** begin Material to process **

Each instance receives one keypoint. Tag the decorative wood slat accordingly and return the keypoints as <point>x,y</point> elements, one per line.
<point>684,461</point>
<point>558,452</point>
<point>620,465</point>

** end Material to process **
** begin Material to process **

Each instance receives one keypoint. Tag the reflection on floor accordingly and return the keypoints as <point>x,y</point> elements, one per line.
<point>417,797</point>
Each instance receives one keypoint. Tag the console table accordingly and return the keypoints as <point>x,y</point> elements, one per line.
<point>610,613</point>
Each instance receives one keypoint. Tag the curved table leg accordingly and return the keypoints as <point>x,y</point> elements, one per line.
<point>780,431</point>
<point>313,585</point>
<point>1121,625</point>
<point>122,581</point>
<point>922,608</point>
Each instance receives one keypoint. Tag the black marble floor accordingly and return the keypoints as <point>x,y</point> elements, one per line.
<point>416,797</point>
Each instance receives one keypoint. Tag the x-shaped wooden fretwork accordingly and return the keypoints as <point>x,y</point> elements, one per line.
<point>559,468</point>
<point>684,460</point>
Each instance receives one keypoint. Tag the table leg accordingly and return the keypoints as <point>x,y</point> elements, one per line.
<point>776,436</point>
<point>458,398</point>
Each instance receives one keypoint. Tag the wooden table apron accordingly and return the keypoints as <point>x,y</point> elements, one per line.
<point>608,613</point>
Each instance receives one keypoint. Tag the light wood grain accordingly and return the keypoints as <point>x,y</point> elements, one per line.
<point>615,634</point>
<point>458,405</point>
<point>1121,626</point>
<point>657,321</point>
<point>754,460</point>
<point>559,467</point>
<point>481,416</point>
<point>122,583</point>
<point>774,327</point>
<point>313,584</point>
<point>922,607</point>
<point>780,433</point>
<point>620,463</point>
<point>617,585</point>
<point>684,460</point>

** end Material to process **
** begin Material to process **

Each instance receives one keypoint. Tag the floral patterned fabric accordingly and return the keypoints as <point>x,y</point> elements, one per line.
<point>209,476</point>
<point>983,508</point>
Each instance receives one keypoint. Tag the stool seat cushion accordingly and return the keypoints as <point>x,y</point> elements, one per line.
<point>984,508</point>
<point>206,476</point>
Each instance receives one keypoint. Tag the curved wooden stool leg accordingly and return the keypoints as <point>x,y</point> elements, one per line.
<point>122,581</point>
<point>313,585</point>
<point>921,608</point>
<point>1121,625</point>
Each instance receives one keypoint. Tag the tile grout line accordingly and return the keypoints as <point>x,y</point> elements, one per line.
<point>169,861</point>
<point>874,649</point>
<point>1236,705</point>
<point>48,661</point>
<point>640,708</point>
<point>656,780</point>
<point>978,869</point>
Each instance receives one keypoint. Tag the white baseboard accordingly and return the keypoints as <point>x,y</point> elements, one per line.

** end Material to process **

▶ **Exercise prompt**
Can you pull from the material above the lines starting at the one containing "Each instance receives one keypoint. Tag the decorative" and ending at the one containing "<point>620,465</point>", and reproduce them word for word?

▶ **Worked answer**
Each instance receives one keypoint. Tag the decorative wood slat accordingly and return the keypoints as <point>x,y</point> elements, one per line.
<point>684,461</point>
<point>558,452</point>
<point>620,465</point>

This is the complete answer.